→ STATED PROBLEM A
In the exhibition text, how many kilos of waste material did Pratchaya Phinthong ask the curators to exhibit?

═══ TEXT BLOCK

Similarly, although theoretically the same, the two versions of this exhibition, curated in the two institutions by Alessandro Rabottini and Pierre Bal-Blanc, seem to have nothing in common but they are the same work. In both cases, Pratchaya Phinthong asked the curators to exhibit 549 kilos of waste material in the space, as they desired and retrieved and how they saw fit. GAMeC accumulated half a ton of earth excavated during the preparatory works to extend the Accademia Carrara; Brétigny gathered waste materials found by the curator. Are they the same thing? No but they are the same quantities.
The weight was fixed by the artist when he spent two months in Lapland, working as a labourer for a Thai company that outsources workers to pick cloudberries in the summer months. Every day, Phinthong exchanged emails with Pierre Bal-Blanc (displayed on a wall in the exhibition), updating him on the weight of the crop and asking him to do the same on what he was finding. He came back from Lapland without a work but with a dismantled hunters' sighting tower, which was mounted in both venues alongside the main work. But what is the main work?
Little does it matter what is gathered; little is known about the person collecting; the destination does not matter. What matters is the weight because it is the only parameter of consequence in the attribution of value.
It is not an object but a quantity—not of things but of work. The only element that Phinthong's "research in the field" had in common with what Bal-Blanc and Rabottini accumulated first and then displayed is the toil and effort of searching, lifting and distributing. It is not strictly speaking an "instructional" work (following in the footsteps of much conceptual art) because the artist provided a parameter not instructions or, to use corporate-financial speak, a quota (hourly, daily or monthly). Little does it matter what is gathered (cloudberries, strawberries or soil—it makes no difference to the person paying you so long as you gather!); little is known about the person collecting (exported Thais, hired hands or artists); the destination does not matter (supermarket or European museums). What matters is the weight because it is the only parameter of consequence in the attribution of value.

══════
═══ TASK INPUT

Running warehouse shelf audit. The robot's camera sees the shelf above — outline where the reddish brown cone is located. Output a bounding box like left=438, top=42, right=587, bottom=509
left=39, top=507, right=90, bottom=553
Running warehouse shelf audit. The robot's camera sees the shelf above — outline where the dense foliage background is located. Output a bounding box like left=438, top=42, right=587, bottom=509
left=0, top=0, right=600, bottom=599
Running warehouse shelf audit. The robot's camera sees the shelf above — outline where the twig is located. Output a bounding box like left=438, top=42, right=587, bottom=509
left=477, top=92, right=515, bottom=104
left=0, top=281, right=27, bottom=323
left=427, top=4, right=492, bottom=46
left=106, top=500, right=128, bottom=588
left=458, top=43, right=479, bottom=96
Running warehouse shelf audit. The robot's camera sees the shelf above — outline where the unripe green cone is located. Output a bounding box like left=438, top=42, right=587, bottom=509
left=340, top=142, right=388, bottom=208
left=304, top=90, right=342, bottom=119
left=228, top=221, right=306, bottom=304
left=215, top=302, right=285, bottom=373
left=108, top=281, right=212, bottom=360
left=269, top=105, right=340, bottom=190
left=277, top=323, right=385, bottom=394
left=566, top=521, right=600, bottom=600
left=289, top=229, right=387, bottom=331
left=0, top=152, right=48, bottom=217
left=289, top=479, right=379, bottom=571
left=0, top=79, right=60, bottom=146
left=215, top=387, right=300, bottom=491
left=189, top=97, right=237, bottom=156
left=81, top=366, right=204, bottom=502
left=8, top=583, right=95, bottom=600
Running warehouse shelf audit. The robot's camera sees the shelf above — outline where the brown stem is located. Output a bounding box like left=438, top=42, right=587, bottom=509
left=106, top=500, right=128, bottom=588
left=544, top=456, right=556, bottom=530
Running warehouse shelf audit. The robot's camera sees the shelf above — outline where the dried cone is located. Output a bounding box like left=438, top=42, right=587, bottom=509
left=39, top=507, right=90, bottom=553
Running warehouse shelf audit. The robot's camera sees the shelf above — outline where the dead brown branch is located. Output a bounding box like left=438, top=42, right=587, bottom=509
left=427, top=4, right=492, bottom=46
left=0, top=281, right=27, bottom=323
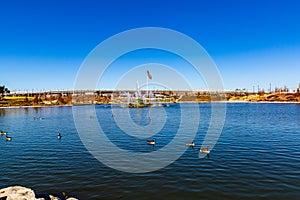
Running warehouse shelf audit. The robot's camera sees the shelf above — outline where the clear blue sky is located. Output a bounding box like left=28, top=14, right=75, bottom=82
left=0, top=0, right=300, bottom=91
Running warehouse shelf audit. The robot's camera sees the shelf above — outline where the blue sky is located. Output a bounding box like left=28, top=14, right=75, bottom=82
left=0, top=0, right=300, bottom=91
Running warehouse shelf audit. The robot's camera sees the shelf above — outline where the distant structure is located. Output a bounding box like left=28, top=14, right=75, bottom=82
left=0, top=85, right=10, bottom=96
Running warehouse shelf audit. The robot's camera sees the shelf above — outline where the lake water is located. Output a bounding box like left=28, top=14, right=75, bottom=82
left=0, top=103, right=300, bottom=199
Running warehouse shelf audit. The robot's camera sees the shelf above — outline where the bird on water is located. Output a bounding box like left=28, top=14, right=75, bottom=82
left=147, top=139, right=155, bottom=146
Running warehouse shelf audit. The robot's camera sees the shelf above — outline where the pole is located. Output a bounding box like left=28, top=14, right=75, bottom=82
left=146, top=75, right=149, bottom=97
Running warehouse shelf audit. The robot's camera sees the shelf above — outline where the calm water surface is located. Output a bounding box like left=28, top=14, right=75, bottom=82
left=0, top=103, right=300, bottom=199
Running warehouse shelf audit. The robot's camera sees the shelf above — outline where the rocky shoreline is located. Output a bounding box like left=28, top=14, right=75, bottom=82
left=0, top=186, right=78, bottom=200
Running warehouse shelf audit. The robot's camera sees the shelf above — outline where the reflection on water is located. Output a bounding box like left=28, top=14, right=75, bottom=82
left=0, top=103, right=300, bottom=199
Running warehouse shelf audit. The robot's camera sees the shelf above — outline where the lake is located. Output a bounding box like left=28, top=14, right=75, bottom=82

══════

→ STATED PROBLEM B
Format the records between the line containing "where the bird" and the line containing "left=147, top=139, right=155, bottom=146", inclusive, as a Markdown table with the columns No. and Text. Give each line its own numbered row and leave out blank lines.

→ FINAL ANSWER A
549 kilos

→ FINAL ANSWER B
| No. | Text |
|---|---|
| 1 | Running warehouse shelf audit. The robot's camera sees the shelf above — outline where the bird on water is located. Output a bounding box like left=28, top=14, right=75, bottom=82 |
| 2 | left=147, top=139, right=155, bottom=146 |